**WRITTEN TASK**
Your task is to quote the material that follows, in full and exactly.

(Recorded data)

"""

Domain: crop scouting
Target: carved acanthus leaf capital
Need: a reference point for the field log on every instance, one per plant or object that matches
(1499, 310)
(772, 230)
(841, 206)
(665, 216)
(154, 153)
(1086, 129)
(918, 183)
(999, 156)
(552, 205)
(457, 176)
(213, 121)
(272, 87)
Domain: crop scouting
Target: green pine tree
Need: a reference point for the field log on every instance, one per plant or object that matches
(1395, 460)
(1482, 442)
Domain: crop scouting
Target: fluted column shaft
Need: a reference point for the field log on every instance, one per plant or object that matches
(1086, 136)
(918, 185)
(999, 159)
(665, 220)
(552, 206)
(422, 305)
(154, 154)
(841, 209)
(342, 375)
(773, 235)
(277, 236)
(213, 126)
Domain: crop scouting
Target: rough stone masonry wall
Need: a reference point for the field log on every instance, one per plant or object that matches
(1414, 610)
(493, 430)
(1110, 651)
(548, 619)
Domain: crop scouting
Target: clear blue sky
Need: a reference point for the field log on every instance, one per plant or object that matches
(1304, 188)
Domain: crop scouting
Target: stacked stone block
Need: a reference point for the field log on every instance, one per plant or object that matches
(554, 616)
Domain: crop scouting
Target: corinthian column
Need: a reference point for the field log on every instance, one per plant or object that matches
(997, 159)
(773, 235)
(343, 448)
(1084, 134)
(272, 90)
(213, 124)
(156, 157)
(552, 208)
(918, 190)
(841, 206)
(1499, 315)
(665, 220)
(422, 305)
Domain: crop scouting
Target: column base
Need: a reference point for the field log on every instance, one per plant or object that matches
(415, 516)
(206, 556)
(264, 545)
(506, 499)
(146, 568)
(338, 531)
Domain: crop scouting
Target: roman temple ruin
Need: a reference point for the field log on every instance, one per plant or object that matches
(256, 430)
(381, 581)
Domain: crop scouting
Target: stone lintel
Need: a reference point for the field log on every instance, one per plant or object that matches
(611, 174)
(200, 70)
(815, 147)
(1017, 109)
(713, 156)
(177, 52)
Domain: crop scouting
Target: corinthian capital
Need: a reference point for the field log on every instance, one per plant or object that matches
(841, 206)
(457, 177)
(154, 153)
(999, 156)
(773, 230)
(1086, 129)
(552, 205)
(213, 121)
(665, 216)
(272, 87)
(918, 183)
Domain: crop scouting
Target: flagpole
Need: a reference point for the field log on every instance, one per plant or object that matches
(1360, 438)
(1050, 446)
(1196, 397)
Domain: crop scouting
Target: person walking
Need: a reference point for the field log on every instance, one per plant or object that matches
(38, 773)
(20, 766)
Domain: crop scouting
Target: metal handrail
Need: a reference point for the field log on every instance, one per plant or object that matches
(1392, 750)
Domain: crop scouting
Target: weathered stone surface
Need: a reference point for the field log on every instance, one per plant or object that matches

"""

**FINAL ANSWER**
Domain: crop scouting
Target: carved acanthus leaf capital
Need: a reference point for the field log on every instance, one per plant or object that matches
(1499, 310)
(772, 230)
(841, 206)
(665, 216)
(154, 153)
(1086, 129)
(918, 183)
(999, 156)
(552, 205)
(457, 176)
(213, 121)
(272, 87)
Domain: crop scouting
Target: green pine tree
Need: a reference point for the field log on every instance, one per plant or object that matches
(1395, 460)
(1482, 442)
Domain: crop scouting
Target: fluted column shaft
Need: a reference point for the field log on every instance, one per plant or object that matches
(1086, 136)
(918, 185)
(999, 159)
(665, 220)
(552, 206)
(422, 305)
(154, 154)
(841, 209)
(342, 375)
(773, 235)
(277, 236)
(213, 126)
Domain: crop scouting
Target: rough stone masonry wall
Need: a reference point for the field log on every instance, one per plant or object that matches
(1414, 610)
(493, 430)
(1110, 651)
(548, 619)
Domain: crop scouting
Target: clear blue sky
Need: a reference point for the field log on every instance, one per plant or object that matches
(1304, 188)
Domain: crop scouting
Target: stacked stone block
Need: a reference point for the field log on every instance, one per plant or object that matches
(554, 616)
Domain: crop scouting
Target: corinthian column
Need: a reference point for the field log on every instance, one per plant or object that matches
(997, 159)
(773, 235)
(343, 448)
(1084, 134)
(272, 90)
(213, 124)
(156, 157)
(552, 208)
(918, 190)
(841, 206)
(1499, 315)
(665, 220)
(422, 305)
Domain: crop scouting
Target: column base
Need: a reference point for the field log on every instance, one per plant or object that matches
(415, 516)
(206, 556)
(264, 545)
(506, 499)
(146, 568)
(338, 531)
Domain: crop scouting
Target: roman temple ruin
Need: a reference point for the field log on every instance, one per plant or object that matches
(256, 430)
(381, 581)
Domain: crop scouting
Target: stone lintel
Need: a reference point for the field log on every instance, one per plant or object that matches
(611, 174)
(200, 70)
(815, 147)
(1017, 109)
(713, 156)
(177, 52)
Domain: crop scouting
Target: corinthian capital
Need: a reference point for the field log on every instance, one per plant or object that matches
(841, 206)
(457, 177)
(154, 153)
(999, 156)
(773, 230)
(1086, 129)
(552, 205)
(213, 121)
(665, 216)
(272, 87)
(918, 183)
Domain: crop scouting
Target: flagpole
Need: a reference point for the field log on every instance, one per plant or object that matches
(1360, 438)
(1050, 446)
(1196, 397)
Domain: crop scouting
Target: person walking
Need: a reference point for the field log on every instance, one per plant or object that matches
(38, 773)
(20, 766)
Domain: crop scouting
Target: metal handrail
Need: a reference point for the field log on every instance, one per plant or object that matches
(1392, 750)
Domain: crop scouting
Target: weathered stone surface
Need: a reference point for the field log on every instance, one per plant or object that matches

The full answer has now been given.